◆ **Secção do documento**:
+++
Assumir as diferenças na União Europeia

Assumir as diferenças na União Europeia


Os fundos comunitários, que até agora mudaram as infraestruturas do nosso país, todavia não alteraram substancialmente o perfil transversal do sistema produtivo e da competitividade


Uns dos aspetos mais surpreendentes que têm marcado a relação entre a Comissão Europeia e os Estados-membros é o transbordo das diferenças para a disputa pública sempre que sobrevém algum sinal de desafio às coordenadas de Bruxelas. Não se pode assim dizer que a diplomacia, o pragmatismo e o bom senso cumpram o seu papel. Com efeito, havendo no atual quadro internacional uma evidente tensão entre blocos mundiais, muito por força das políticas norte-americanas de desafio ao statu quo, bem andava a Europa comunitária se buscasse esbater focos de tensão interna que a enfraquecem e debilitam no quadro internacional.

O mais recente exemplo é o que se passa com a Itália; mas a revelação pública de que o governo português não apresentou orçamento credível visando o défice zero também tem ajudado a esta visão que aqui se projeta.

No que toca a Itália, Bruxelas exige ao governo que taxe com mais impostos os custos políticos do contrato democrático celebrado há poucos meses com os eleitores, não aceitando no orçamento de 2019 o défice de 2,6% quando, mesmo se fosse de 3%, ainda assim se continha dentro das imposições de Maastricht.

É justo conceder que desde o início deste decénio e da última crise do euro, por pressão dos credores, foi permitido à comissão aumentar o controlo dos orçamentos nacionais, como consequência de decisões do conselho de ministros e do Parlamento Europeu. Destas entidades pode dizer–se que, segundo os tratados, não lhes falta legitimidade formal para o efeito. Mas do que se trata aqui de averiguar é a legitimidade substantiva, que escasseia.

O que a comissão vem impondo, pode dizer-se, é a tradução de uma verdadeira marionetização dos governos nacionais, que ou cumprem as indicações e rasgam os compromissos eleitorais de que resulta a expressão da vontade popular; ou fazem como está a fazer o governo português, usando o método das cativações, que subtraem qualidade e investimentos primordiais aos serviços obrigatórios de interesse geral a prestar pelo Estado; ou, pior ainda, fazem como a França e a Alemanha em 2003, países que incumpriram o défice, entraram em confronto com a comissão e levaram o então presidente Durão Barroso a compor, com tolerância imposta, uma saída diplomática de condescendência.
+++
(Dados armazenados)

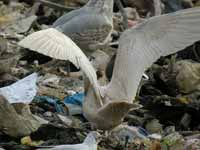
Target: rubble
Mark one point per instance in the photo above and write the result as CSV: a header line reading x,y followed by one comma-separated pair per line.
x,y
169,118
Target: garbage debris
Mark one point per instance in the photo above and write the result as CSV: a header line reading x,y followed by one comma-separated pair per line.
x,y
23,91
52,116
90,143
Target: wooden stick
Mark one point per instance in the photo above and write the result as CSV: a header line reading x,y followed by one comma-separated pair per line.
x,y
56,6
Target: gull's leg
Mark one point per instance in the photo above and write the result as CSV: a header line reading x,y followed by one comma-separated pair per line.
x,y
68,69
121,9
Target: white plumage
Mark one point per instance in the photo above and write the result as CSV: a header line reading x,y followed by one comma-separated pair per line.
x,y
139,47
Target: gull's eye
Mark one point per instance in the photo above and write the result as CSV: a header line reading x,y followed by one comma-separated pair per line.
x,y
91,58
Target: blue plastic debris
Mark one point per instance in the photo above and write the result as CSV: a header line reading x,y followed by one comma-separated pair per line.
x,y
57,103
73,103
76,99
142,131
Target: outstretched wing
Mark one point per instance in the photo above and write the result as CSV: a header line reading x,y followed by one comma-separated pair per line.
x,y
55,44
139,47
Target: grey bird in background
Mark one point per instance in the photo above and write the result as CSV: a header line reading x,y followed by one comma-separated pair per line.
x,y
89,27
139,47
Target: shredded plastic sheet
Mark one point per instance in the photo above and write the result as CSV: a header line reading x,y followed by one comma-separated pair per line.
x,y
22,91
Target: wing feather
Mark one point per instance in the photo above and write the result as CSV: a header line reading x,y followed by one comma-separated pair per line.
x,y
55,44
142,45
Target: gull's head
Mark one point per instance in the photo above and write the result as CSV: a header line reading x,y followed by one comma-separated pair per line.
x,y
93,138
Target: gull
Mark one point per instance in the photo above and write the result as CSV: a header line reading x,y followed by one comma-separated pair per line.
x,y
139,47
90,26
90,143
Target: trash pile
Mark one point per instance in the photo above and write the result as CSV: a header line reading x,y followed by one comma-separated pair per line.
x,y
42,99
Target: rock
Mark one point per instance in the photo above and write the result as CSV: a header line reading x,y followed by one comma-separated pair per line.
x,y
188,76
122,132
185,120
192,144
66,120
174,141
3,45
154,126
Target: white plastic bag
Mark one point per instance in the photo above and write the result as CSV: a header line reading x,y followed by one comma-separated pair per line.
x,y
22,91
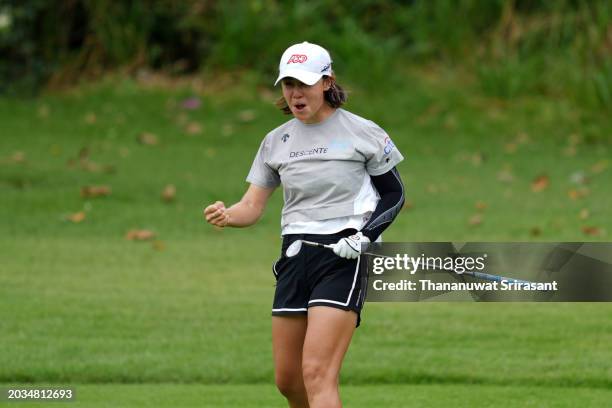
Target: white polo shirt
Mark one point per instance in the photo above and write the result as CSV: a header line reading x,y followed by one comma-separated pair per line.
x,y
324,169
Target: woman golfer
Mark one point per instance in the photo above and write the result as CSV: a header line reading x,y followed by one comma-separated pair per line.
x,y
340,187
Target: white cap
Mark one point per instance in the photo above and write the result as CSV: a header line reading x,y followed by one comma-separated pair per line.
x,y
305,62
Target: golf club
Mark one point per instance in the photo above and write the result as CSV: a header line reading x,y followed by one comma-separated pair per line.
x,y
296,247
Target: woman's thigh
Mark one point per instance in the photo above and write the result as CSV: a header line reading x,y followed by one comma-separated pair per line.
x,y
288,333
328,337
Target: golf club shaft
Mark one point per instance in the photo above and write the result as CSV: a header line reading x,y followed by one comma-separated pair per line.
x,y
479,275
494,278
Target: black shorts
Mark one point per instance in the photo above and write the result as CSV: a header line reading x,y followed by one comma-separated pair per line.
x,y
317,277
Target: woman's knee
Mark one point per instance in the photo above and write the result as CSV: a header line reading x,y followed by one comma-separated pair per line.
x,y
289,383
316,374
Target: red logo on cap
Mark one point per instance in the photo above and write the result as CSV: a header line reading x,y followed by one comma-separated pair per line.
x,y
297,59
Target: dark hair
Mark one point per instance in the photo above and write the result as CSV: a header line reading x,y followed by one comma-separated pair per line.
x,y
335,96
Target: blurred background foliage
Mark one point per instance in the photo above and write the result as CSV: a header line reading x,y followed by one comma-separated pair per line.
x,y
510,47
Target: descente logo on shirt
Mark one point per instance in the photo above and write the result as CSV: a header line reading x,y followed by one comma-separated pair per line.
x,y
316,150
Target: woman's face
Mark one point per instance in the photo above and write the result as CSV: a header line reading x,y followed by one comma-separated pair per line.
x,y
307,102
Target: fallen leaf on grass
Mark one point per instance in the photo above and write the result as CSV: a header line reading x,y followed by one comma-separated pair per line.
x,y
95,191
191,103
475,219
227,130
574,139
193,128
480,205
540,183
76,217
579,177
599,167
591,230
569,151
90,118
169,193
139,235
522,138
148,139
505,176
578,194
535,232
43,111
510,148
477,159
18,157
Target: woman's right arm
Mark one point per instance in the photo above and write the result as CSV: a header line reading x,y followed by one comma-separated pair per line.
x,y
242,214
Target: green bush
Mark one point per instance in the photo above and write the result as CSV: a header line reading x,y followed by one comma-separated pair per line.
x,y
514,47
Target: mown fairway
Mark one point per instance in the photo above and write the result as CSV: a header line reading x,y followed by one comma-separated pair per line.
x,y
183,319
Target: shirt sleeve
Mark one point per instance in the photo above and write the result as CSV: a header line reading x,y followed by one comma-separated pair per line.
x,y
261,174
380,152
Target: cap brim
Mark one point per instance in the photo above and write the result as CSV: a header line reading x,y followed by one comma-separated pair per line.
x,y
306,77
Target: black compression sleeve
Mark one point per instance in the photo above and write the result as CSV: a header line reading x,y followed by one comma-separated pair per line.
x,y
391,191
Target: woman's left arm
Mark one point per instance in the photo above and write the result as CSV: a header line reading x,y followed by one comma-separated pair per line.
x,y
391,190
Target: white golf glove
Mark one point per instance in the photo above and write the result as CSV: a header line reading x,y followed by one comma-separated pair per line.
x,y
350,247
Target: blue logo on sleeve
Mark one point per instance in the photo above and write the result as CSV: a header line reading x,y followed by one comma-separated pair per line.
x,y
388,145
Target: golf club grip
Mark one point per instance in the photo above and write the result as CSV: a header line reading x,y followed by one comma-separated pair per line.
x,y
494,278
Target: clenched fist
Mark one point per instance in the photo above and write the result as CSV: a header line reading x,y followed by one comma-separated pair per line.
x,y
216,214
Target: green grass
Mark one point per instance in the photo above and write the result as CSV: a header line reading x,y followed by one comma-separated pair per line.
x,y
365,396
186,318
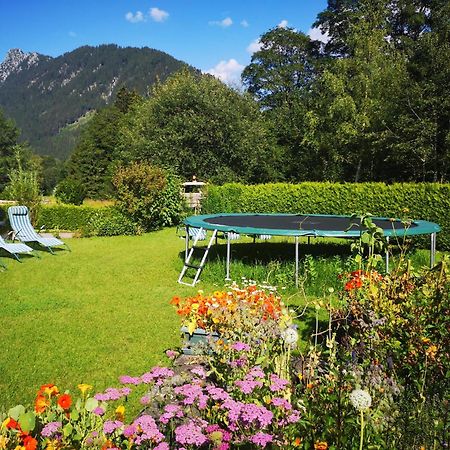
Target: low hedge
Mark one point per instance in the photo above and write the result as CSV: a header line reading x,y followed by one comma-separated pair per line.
x,y
87,220
426,201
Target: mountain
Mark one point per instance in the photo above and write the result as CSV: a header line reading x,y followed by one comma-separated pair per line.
x,y
51,98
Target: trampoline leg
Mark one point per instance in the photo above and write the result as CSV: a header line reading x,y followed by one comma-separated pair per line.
x,y
387,254
433,249
228,257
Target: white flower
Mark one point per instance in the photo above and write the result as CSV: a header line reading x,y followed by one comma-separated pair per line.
x,y
290,336
360,399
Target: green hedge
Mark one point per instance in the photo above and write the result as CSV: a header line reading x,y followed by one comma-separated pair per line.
x,y
87,220
426,201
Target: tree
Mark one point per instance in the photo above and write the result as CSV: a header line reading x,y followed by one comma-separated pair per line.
x,y
196,125
9,135
283,68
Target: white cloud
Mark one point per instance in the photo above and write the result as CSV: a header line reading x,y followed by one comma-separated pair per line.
x,y
158,15
254,46
316,34
222,23
135,18
228,71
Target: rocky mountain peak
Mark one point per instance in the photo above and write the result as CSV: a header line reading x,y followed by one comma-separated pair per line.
x,y
14,60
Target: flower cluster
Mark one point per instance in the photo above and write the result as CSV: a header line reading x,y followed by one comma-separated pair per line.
x,y
220,310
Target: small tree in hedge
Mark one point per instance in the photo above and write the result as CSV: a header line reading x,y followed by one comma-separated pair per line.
x,y
149,195
70,191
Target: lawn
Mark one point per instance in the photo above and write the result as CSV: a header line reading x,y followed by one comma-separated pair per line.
x,y
103,310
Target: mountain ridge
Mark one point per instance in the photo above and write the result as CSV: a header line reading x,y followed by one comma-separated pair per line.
x,y
44,94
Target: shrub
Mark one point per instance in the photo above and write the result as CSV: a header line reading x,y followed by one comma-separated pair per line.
x,y
427,201
70,191
148,195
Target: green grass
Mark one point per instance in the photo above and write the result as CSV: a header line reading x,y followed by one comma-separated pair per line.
x,y
103,310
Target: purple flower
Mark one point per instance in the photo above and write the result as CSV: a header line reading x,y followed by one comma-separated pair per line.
x,y
149,430
247,386
281,403
162,446
261,439
51,428
240,362
126,379
171,354
190,434
98,411
199,371
157,374
277,383
111,425
255,372
218,394
129,430
240,347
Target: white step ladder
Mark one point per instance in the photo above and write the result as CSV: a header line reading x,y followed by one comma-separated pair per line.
x,y
187,261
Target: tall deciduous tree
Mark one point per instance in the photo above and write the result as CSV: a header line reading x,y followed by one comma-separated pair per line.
x,y
196,125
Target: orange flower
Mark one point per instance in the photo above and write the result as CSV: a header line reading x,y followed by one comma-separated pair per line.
x,y
30,443
65,401
12,424
48,389
41,403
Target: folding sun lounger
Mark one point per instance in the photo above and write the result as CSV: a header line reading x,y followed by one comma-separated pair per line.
x,y
24,231
15,249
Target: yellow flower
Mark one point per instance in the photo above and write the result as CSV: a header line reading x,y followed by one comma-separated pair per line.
x,y
84,388
120,412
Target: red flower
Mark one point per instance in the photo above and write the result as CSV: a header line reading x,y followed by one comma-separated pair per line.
x,y
65,401
30,443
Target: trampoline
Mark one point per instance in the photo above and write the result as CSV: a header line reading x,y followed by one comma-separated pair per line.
x,y
307,225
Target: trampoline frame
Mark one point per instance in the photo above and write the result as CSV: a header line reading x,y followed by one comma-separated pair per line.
x,y
421,227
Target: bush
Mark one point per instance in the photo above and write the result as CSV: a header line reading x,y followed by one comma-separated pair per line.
x,y
427,201
70,191
148,195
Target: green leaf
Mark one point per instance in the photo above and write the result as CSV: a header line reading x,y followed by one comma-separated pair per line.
x,y
27,421
15,412
91,404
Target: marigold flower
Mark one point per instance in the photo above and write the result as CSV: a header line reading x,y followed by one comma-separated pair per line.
x,y
41,403
48,389
65,401
84,388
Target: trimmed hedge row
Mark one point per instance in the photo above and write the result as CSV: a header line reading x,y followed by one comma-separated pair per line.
x,y
426,201
89,221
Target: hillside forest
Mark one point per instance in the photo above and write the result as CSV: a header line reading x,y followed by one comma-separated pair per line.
x,y
370,104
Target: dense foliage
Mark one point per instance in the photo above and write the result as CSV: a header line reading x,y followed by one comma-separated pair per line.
x,y
196,125
148,195
427,201
372,104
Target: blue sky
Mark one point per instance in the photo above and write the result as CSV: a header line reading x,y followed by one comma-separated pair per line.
x,y
215,36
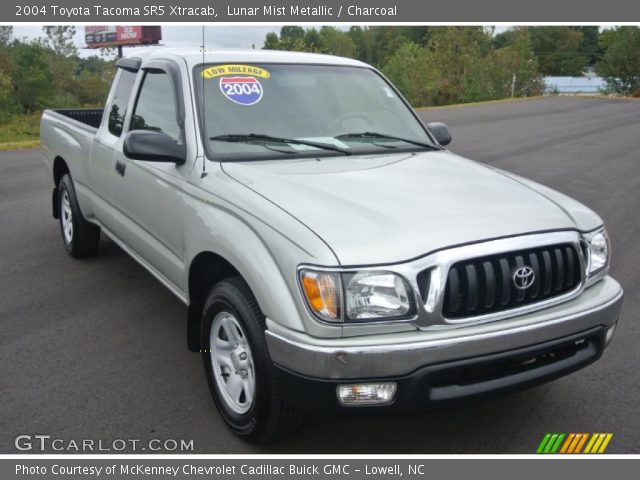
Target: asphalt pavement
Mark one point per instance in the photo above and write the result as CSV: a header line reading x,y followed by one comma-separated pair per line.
x,y
95,349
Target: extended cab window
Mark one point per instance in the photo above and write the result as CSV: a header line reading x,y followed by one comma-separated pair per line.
x,y
156,106
120,101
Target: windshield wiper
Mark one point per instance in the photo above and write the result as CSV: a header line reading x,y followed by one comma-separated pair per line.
x,y
385,136
265,139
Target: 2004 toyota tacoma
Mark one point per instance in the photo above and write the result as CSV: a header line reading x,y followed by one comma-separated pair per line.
x,y
332,254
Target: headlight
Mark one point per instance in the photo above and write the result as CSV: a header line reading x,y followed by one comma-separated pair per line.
x,y
366,295
598,245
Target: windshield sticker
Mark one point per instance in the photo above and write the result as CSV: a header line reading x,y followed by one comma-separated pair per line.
x,y
241,90
219,70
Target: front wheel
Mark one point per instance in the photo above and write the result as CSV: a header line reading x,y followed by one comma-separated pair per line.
x,y
81,238
238,367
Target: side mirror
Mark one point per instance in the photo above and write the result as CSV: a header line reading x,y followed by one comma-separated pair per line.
x,y
153,147
441,132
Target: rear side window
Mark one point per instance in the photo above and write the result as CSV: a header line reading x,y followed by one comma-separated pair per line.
x,y
118,110
156,106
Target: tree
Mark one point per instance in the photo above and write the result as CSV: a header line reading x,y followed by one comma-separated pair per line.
x,y
5,34
60,39
590,45
271,41
620,65
558,50
515,68
408,69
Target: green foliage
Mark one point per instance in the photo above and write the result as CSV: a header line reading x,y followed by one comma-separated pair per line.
x,y
558,50
620,65
429,65
20,131
47,73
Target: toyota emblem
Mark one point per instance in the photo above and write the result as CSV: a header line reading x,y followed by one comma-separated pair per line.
x,y
523,278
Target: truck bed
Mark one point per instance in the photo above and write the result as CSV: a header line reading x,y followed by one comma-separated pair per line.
x,y
88,116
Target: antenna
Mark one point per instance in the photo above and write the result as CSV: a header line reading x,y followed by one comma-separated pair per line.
x,y
204,115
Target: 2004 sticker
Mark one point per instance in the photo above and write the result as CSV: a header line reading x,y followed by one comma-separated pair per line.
x,y
241,90
219,70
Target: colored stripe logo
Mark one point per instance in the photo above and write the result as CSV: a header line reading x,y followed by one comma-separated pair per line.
x,y
574,443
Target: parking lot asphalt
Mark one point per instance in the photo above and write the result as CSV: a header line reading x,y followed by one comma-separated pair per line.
x,y
96,349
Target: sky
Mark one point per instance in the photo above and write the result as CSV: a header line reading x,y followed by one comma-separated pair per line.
x,y
185,36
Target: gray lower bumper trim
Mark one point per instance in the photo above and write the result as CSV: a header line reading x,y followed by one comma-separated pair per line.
x,y
370,361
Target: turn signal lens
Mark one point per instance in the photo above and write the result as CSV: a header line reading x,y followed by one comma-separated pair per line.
x,y
367,393
322,290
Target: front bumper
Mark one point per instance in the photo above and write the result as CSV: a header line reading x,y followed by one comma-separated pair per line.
x,y
419,361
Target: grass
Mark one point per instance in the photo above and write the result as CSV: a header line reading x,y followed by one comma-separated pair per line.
x,y
21,131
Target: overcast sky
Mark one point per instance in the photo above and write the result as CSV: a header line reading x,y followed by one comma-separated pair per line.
x,y
186,36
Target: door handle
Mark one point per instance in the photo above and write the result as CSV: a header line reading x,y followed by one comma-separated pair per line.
x,y
120,167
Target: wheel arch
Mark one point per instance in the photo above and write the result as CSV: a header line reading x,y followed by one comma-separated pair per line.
x,y
60,169
206,269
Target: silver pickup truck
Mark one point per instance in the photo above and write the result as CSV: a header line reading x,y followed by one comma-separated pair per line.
x,y
334,256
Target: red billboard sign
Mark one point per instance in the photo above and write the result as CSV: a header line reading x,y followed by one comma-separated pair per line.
x,y
98,36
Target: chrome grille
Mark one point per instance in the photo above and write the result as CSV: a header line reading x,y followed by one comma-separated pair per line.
x,y
485,285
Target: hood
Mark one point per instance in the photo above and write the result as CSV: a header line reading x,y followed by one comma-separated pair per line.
x,y
391,208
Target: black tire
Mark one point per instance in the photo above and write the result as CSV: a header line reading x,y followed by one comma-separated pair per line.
x,y
269,417
83,239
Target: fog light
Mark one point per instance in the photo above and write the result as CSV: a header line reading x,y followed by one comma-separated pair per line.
x,y
367,393
609,334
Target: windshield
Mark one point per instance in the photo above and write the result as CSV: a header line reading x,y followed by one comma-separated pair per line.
x,y
264,111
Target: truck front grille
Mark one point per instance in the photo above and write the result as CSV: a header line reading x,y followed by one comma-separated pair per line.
x,y
485,285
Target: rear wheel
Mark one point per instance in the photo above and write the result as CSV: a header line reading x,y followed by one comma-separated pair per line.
x,y
81,238
238,367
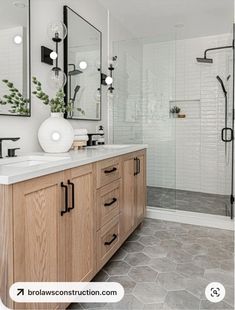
+++
◆ **Tarefas**:
A) Segundo o texto sobre as diferenças na União Europeia, qual é o défice do orçamento italiano de 2019 que Bruxelas recusa aceitar?
B) Extraia do texto sobre as diferenças na União Europeia o trecho desde "Uns dos aspetos" até "aqui se projeta.".

◆ **Respostas do exercício**:
A) 2,6%.

B)
Uns dos aspetos mais surpreendentes que têm marcado a relação entre a Comissão Europeia e os Estados-membros é o transbordo das diferenças para a disputa pública sempre que sobrevém algum sinal de desafio às coordenadas de Bruxelas. Não se pode assim dizer que a diplomacia, o pragmatismo e o bom senso cumpram o seu papel. Com efeito, havendo no atual quadro internacional uma evidente tensão entre blocos mundiais, muito por força das políticas norte-americanas de desafio ao statu quo, bem andava a Europa comunitária se buscasse esbater focos de tensão interna que a enfraquecem e debilitam no quadro internacional.

O mais recente exemplo é o que se passa com a Itália; mas a revelação pública de que o governo português não apresentou orçamento credível visando o défice zero também tem ajudado a esta visão que aqui se projeta.